[Entries]
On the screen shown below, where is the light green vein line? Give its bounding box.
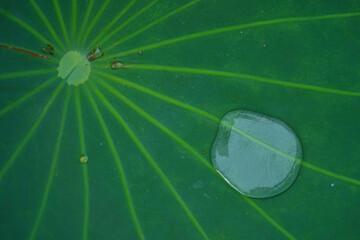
[219,120,360,186]
[242,195,296,240]
[108,0,199,50]
[93,69,218,121]
[0,81,65,182]
[302,161,360,186]
[75,88,89,240]
[0,77,57,117]
[0,68,56,80]
[75,87,86,154]
[29,88,70,240]
[53,0,70,47]
[90,83,209,240]
[114,12,360,56]
[71,0,77,42]
[30,0,66,51]
[82,164,90,240]
[129,64,360,97]
[0,42,59,62]
[93,77,216,173]
[81,0,110,44]
[94,70,360,186]
[88,0,136,47]
[96,80,294,239]
[0,8,50,44]
[85,86,145,240]
[99,0,158,51]
[77,0,94,43]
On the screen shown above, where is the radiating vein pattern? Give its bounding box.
[0,82,64,182]
[95,70,360,186]
[75,88,90,240]
[93,75,295,239]
[0,77,56,117]
[87,0,137,47]
[0,0,360,240]
[93,74,295,239]
[99,0,158,51]
[129,64,360,97]
[86,88,145,240]
[107,0,199,50]
[29,88,70,240]
[91,81,209,240]
[114,12,360,57]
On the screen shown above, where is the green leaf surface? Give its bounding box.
[0,0,360,240]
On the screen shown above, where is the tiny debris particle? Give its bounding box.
[46,43,55,52]
[41,48,54,55]
[79,155,89,163]
[87,46,104,62]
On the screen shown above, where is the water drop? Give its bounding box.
[211,110,302,198]
[87,46,104,62]
[110,61,129,69]
[79,154,89,163]
[58,51,90,86]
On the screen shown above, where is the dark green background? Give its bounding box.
[0,0,360,240]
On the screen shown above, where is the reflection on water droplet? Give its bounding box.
[211,110,302,198]
[79,154,89,163]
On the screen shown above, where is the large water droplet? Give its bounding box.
[58,51,90,86]
[211,110,302,198]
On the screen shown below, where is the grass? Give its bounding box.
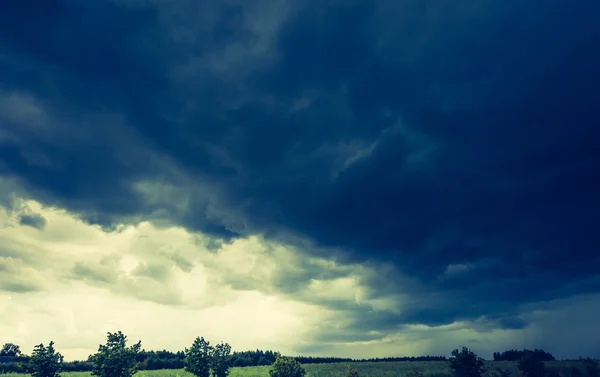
[2,361,581,377]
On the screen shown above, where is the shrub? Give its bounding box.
[346,365,358,377]
[29,342,63,377]
[448,347,485,377]
[184,337,213,377]
[211,343,231,377]
[407,368,425,377]
[581,357,600,377]
[517,352,546,377]
[269,355,306,377]
[90,331,142,377]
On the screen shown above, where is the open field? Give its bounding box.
[2,361,592,377]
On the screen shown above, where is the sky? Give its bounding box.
[0,0,600,360]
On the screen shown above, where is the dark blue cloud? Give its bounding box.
[0,0,600,340]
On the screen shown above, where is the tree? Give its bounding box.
[184,337,213,377]
[211,343,231,377]
[448,347,485,377]
[91,331,142,377]
[346,365,358,377]
[580,357,600,377]
[517,351,546,377]
[269,354,306,377]
[0,343,22,357]
[29,342,64,377]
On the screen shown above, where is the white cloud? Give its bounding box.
[0,197,356,359]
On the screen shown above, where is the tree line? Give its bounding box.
[493,348,555,361]
[0,331,600,377]
[0,343,446,373]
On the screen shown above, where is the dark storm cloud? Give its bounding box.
[0,0,600,334]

[Task statement]
Format the items above, from the line with "On the screen shown above, where is the dark green" up to and including the line with "[2,361,581,377]", as a Markdown table with the columns Row and Entry. Number each line, skip blank lines, and leave the pictures out.

[Final answer]
| Row | Entry |
|---|---|
| 1 | On the screen shown above, where is the dark green background? Give its bounding box. |
| 2 | [0,0,360,240] |
| 3 | On the screen shown above, where is the reflection on water droplet? Give its bounding box. |
| 4 | [211,110,302,198] |
| 5 | [79,154,89,163] |
| 6 | On the screen shown above, where is the large water droplet? Give its bounding box. |
| 7 | [58,51,90,86] |
| 8 | [211,110,302,198] |
| 9 | On the screen shown below, where is the grass? Give its bounding box. |
| 10 | [2,361,581,377] |